» **Exercise prompt**:
Make an exact copy of the records, and keep the pictures out of it.

» **Given records**:
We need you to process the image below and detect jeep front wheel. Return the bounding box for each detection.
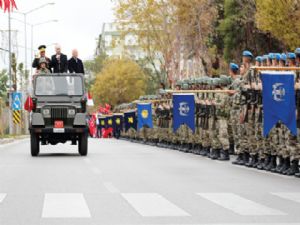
[78,133,88,156]
[30,132,40,157]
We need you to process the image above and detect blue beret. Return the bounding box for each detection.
[280,53,287,61]
[243,50,253,58]
[295,48,300,55]
[262,55,268,61]
[255,56,262,62]
[230,63,239,71]
[275,53,281,61]
[288,52,296,59]
[268,53,275,59]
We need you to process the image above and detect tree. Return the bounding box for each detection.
[255,0,300,50]
[91,58,146,107]
[0,0,17,12]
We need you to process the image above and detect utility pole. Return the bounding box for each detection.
[8,11,13,135]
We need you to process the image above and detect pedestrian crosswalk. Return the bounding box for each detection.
[0,191,300,220]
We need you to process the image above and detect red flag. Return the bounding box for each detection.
[88,115,97,137]
[1,0,17,12]
[24,96,33,112]
[87,91,94,106]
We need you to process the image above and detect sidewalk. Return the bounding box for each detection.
[0,135,29,145]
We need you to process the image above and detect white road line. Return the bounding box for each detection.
[83,158,92,164]
[197,193,286,216]
[122,193,190,217]
[0,193,7,202]
[91,167,102,175]
[42,193,91,218]
[272,192,300,204]
[103,182,120,193]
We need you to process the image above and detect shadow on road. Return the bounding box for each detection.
[37,153,81,157]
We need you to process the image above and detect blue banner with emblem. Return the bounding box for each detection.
[173,93,195,133]
[124,111,137,132]
[113,114,123,130]
[261,71,297,136]
[106,116,114,128]
[137,103,153,130]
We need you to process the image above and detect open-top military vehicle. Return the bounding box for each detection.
[29,74,88,156]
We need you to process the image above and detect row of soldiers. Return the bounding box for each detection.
[117,49,300,178]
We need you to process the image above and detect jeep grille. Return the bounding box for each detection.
[51,107,68,120]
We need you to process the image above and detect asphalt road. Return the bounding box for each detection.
[0,138,300,225]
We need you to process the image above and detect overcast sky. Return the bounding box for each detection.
[0,0,115,70]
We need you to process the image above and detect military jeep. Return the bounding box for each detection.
[29,74,88,156]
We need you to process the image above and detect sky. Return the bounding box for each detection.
[0,0,115,70]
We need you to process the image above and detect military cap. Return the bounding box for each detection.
[268,53,275,59]
[181,83,189,90]
[242,50,253,58]
[280,53,287,61]
[295,48,300,56]
[230,63,239,71]
[175,80,182,86]
[287,52,296,60]
[38,45,46,52]
[220,75,232,86]
[262,55,268,61]
[213,78,221,86]
[255,56,262,62]
[275,53,281,61]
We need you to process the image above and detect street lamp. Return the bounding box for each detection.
[12,2,55,78]
[30,19,58,74]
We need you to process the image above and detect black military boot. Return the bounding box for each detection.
[211,149,220,160]
[195,144,202,155]
[262,154,271,170]
[238,152,249,166]
[265,155,277,171]
[273,156,284,173]
[256,158,265,170]
[229,143,235,155]
[245,154,258,168]
[232,153,243,165]
[281,158,291,175]
[219,149,230,161]
[285,160,299,176]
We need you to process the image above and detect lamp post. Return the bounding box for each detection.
[13,2,55,77]
[30,19,58,75]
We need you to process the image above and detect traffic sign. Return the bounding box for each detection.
[13,110,21,125]
[12,92,22,110]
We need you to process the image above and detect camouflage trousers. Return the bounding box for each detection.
[287,128,300,160]
[216,118,230,150]
[229,108,240,154]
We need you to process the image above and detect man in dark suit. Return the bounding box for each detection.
[68,49,85,74]
[50,44,68,73]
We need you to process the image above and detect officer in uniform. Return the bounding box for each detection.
[32,45,51,72]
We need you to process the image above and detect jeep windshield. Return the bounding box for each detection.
[35,75,84,96]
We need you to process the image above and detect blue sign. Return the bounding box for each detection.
[124,111,137,132]
[137,103,153,130]
[261,71,297,136]
[173,93,195,133]
[12,92,22,110]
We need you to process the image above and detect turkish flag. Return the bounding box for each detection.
[88,115,97,137]
[1,0,18,12]
[24,96,33,112]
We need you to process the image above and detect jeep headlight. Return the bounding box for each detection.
[42,108,50,116]
[68,109,76,116]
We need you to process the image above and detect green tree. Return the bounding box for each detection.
[91,58,146,107]
[0,70,8,98]
[255,0,300,50]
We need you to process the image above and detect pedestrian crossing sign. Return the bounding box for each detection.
[12,92,22,110]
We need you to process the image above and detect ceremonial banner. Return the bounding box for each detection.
[106,116,114,129]
[261,71,297,136]
[173,93,195,132]
[124,111,137,132]
[137,103,153,130]
[98,117,106,129]
[113,114,124,130]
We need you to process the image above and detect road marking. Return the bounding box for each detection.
[42,193,91,218]
[103,182,120,193]
[272,192,300,204]
[0,193,6,202]
[197,193,286,216]
[91,166,102,175]
[122,193,190,217]
[83,158,92,164]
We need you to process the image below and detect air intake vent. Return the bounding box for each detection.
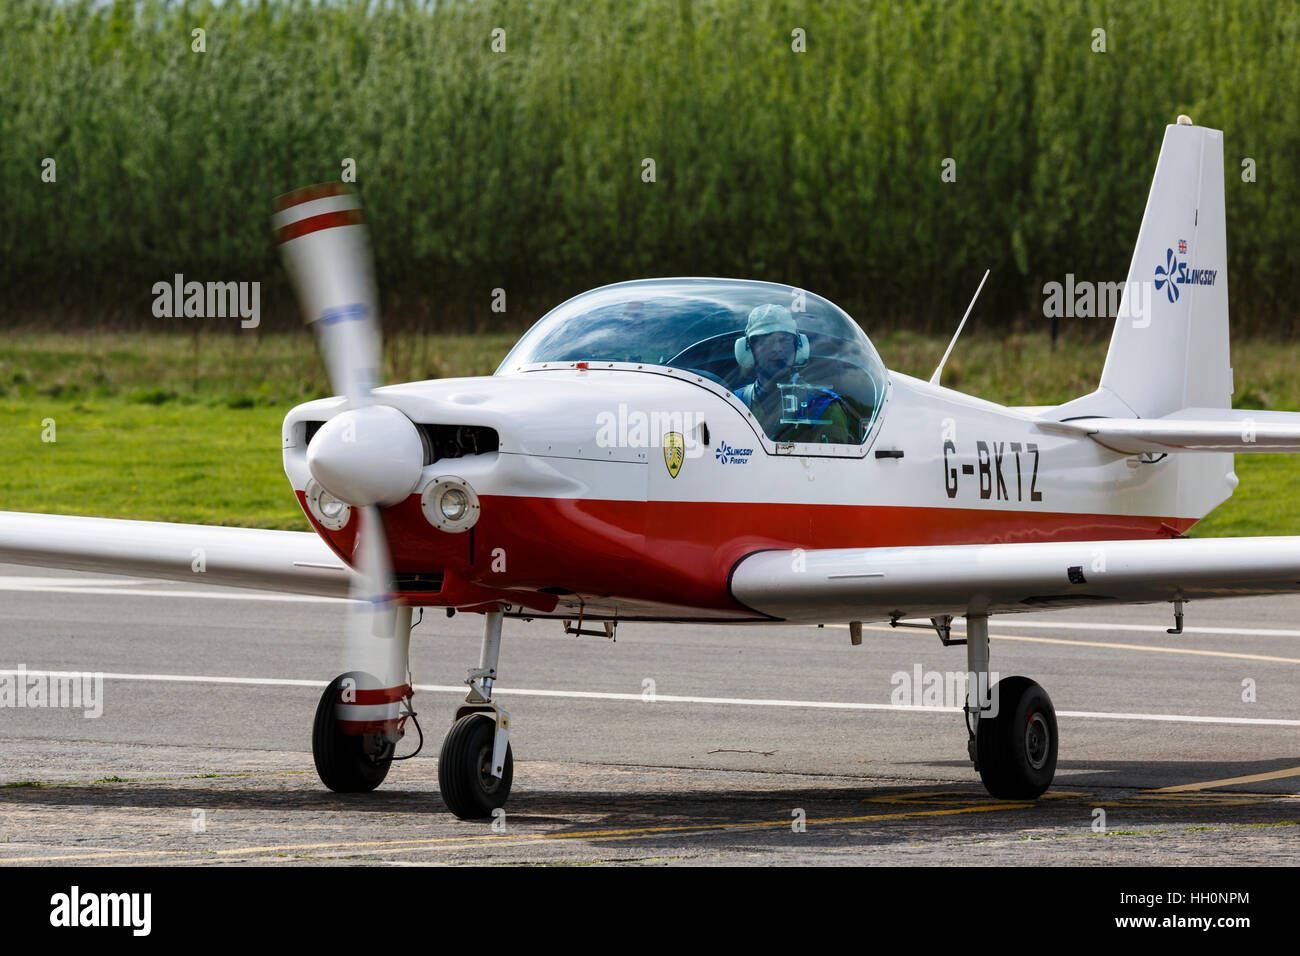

» **Output for this exercise**:
We need you to process the image below and detect jeep front wheel. Return the bounding box for each detection.
[78,133,88,156]
[30,132,40,157]
We need you to process the image above and detect blue beret. Return the bounding box for each detection.
[280,53,287,61]
[243,50,253,58]
[295,48,300,55]
[262,55,268,61]
[255,56,262,62]
[230,63,239,71]
[275,53,281,61]
[288,52,296,59]
[268,53,275,59]
We need you to process the image above and detect tree. Return the bounding box for each detection.
[255,0,300,50]
[91,58,146,107]
[0,0,17,12]
We need you to process the image above and detect utility pole. Return the bounding box for each detection.
[8,11,13,135]
We need you to process the image above and detect pedestrian crosswalk. Return the bounding box for each detection.
[0,191,300,220]
We need you to process the image above and detect red flag. Return the bounding box for each detection.
[88,115,97,137]
[1,0,17,12]
[24,96,33,112]
[87,91,94,106]
We need you to process the image above and detect sidewalk. Return the bounding box for each detection.
[0,135,29,145]
We need you to process the image above and detect white road line. Return the bounding box for each detection.
[83,158,92,164]
[197,193,286,216]
[122,193,190,217]
[0,193,7,202]
[91,167,102,175]
[42,193,91,218]
[272,192,300,204]
[103,182,120,193]
We need you to process the image above and detect shadow on road. Return the bounding box for each detection.
[37,153,81,157]
We need you to process the image above and detect blue banner with emblem. Return the bounding box for each detection.
[173,93,195,133]
[124,111,137,132]
[113,114,123,130]
[261,71,297,136]
[106,116,114,128]
[137,103,153,130]
We need you to process the image above and detect open-top military vehicle. Return the bounding box for each detection.
[29,74,88,156]
We need you to process the image above and detect row of soldiers. Return the bounding box for each detection.
[117,49,300,178]
We need you to process the image above and detect jeep grille. Return the bounding box for each detection.
[51,107,68,120]
We need you to process the image above and detect asphalt road. Return the bounding box for each detection.
[0,138,300,225]
We need you to process the image above and detect overcast sky. Return the bounding box for each detection.
[0,0,115,70]
We need you to process the image above and detect military jeep. Return the bounding box for each detection.
[29,74,88,156]
We need you to process the image above and detect sky. Return the bounding box for each detection.
[0,0,115,70]
We need you to process the image above and detect military cap. Return the bounding box for each detection.
[268,53,275,59]
[181,83,189,90]
[242,50,253,58]
[280,53,287,61]
[295,48,300,56]
[230,63,239,71]
[175,80,182,86]
[287,52,296,60]
[38,45,46,52]
[220,75,232,86]
[262,55,268,61]
[213,78,221,86]
[255,56,262,62]
[275,53,281,61]
We need you to process the image above and detect street lamp. Return the bounding box for each detection.
[12,2,55,78]
[30,19,58,74]
We need you to process the image above and detect black military boot. Return the bounding box for each detection.
[211,149,220,160]
[195,144,202,155]
[262,154,271,170]
[238,152,249,166]
[265,155,277,171]
[273,156,284,173]
[256,158,265,170]
[229,143,235,155]
[245,154,258,168]
[232,153,243,165]
[281,158,291,175]
[219,149,230,161]
[285,160,299,176]
We need you to process the image above and detect lamp post. Return the bounding box for each detection.
[13,2,55,77]
[30,19,58,75]
We need you to process the image above and detect traffic sign. Return the bounding box for each detection.
[13,110,21,125]
[12,92,22,110]
We need you to process the image above and detect camouflage trousers. Return the bounding box for each detection.
[287,128,300,160]
[216,118,230,150]
[229,108,240,154]
We need you to process the image above and detect man in dark suit. Return the bounding box for each detection.
[68,49,85,74]
[50,44,68,73]
We need you to process the image above and detect officer in uniform. Return the bounding box for each detection.
[32,45,51,72]
We need you to process the image above and detect jeep windshield. Return the bounding box for each detection.
[35,75,84,96]
We need you to process the image above and detect blue sign. Return the bounding box for each detection.
[124,111,137,132]
[137,103,153,130]
[261,71,297,136]
[173,93,195,133]
[12,92,22,110]
We need you to process the image above and detect turkish flag. Return the bounding box for each detection.
[88,115,97,137]
[1,0,18,12]
[24,96,33,112]
We need you to process the image above and detect jeep headlight. Return the bounding box for each detection.
[42,108,50,116]
[68,109,76,116]
We need you to process the image above and detect green tree. Return the bounding box for each detection.
[91,58,146,107]
[0,70,8,98]
[255,0,300,50]
We need you to process the image above and detect pedestrian crossing sign. Return the bounding box for each detection.
[12,92,22,110]
We need you to process the image above and detect ceremonial banner. Return the bounding box for each detection.
[106,116,114,129]
[261,71,297,136]
[173,93,195,132]
[124,111,137,132]
[137,103,153,130]
[98,117,106,129]
[113,114,124,130]
We need you to process the image above and detect road marking. Return the bounding box for each detection.
[42,193,91,218]
[103,182,120,193]
[272,192,300,204]
[0,193,6,202]
[197,193,286,216]
[91,166,102,175]
[122,193,190,217]
[83,158,92,164]
We need you to process the image below and detect air intake vent. Return the bounding box for each detection.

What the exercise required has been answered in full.